_Your assignment_
Which of the lines below mention the word "stall"? Pull each one out.

Start of The data

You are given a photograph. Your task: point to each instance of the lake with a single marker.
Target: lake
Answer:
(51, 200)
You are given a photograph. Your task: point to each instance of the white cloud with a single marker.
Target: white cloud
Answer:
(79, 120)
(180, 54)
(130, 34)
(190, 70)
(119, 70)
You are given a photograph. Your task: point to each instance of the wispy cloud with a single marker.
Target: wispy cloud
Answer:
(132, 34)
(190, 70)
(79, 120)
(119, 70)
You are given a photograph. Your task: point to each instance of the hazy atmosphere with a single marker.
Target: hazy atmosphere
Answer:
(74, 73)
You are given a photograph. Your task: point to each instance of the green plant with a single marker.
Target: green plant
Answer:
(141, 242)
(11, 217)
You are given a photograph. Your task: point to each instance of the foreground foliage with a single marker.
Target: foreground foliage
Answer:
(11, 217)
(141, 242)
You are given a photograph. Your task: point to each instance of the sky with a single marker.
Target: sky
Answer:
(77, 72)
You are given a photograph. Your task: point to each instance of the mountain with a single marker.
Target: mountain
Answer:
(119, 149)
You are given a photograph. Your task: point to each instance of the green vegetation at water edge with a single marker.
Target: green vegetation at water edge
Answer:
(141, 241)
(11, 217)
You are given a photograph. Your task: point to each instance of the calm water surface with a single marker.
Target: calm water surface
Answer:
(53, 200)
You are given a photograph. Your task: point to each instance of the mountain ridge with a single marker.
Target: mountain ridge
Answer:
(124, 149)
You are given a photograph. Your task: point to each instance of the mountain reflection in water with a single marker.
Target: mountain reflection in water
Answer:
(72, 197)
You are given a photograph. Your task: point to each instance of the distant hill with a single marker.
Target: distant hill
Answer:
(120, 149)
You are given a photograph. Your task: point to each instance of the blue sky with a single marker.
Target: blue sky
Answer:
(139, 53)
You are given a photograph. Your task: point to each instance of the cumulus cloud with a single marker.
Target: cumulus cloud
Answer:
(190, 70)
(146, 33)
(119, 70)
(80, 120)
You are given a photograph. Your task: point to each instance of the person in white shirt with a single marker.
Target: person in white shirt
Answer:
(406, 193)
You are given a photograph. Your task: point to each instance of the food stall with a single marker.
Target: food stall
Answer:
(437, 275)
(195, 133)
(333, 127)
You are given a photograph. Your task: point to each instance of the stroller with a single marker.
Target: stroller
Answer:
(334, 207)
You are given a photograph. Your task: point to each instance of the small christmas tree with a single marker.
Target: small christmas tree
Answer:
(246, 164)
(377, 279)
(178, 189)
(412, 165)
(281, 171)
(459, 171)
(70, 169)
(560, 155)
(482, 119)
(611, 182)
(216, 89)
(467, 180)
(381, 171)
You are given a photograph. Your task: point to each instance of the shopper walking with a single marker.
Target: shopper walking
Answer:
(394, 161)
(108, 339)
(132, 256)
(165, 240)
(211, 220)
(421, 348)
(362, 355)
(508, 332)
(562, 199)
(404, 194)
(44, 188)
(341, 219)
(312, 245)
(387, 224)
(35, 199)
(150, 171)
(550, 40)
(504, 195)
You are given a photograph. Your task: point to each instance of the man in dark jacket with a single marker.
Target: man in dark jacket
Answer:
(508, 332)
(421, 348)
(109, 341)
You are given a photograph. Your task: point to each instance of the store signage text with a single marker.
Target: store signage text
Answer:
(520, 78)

End of The data

_Solution for this problem_
You are given a photograph. Your task: point to each instance of the food stall with a single marker.
Target: food stall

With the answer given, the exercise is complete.